What you will do
Your response should be the lines from the one containing "Coordinates as x1, y1, x2, y2" through the end of the material, copied exactly and with nothing added.

*** Data in this exercise ***

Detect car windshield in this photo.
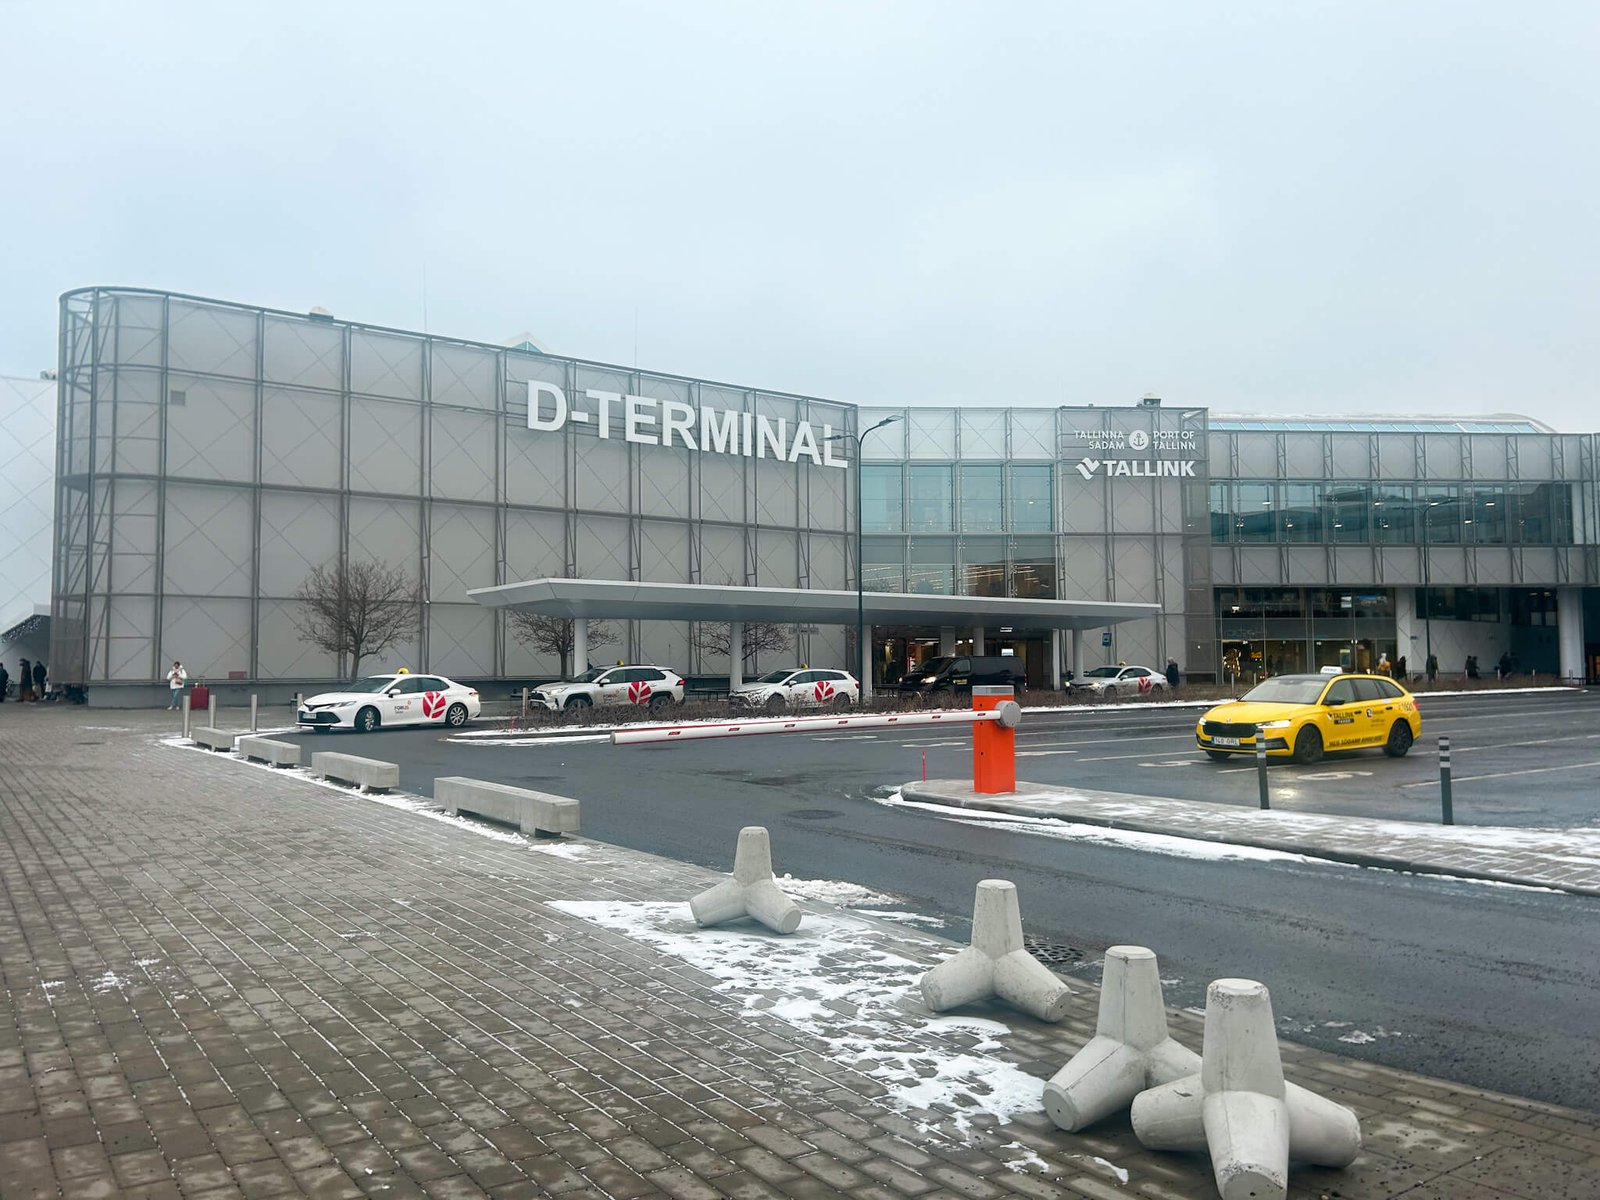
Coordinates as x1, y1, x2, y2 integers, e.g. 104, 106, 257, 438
1084, 666, 1123, 678
754, 669, 797, 684
918, 658, 955, 674
569, 668, 608, 683
342, 677, 399, 693
1239, 677, 1326, 705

*** End of Data in this exercise ***

Solved problem
Coordinates as x1, y1, x2, y2 integers, e.g. 104, 106, 257, 438
1084, 666, 1123, 678
754, 669, 797, 684
918, 658, 955, 674
569, 668, 608, 683
342, 677, 399, 693
1239, 677, 1326, 705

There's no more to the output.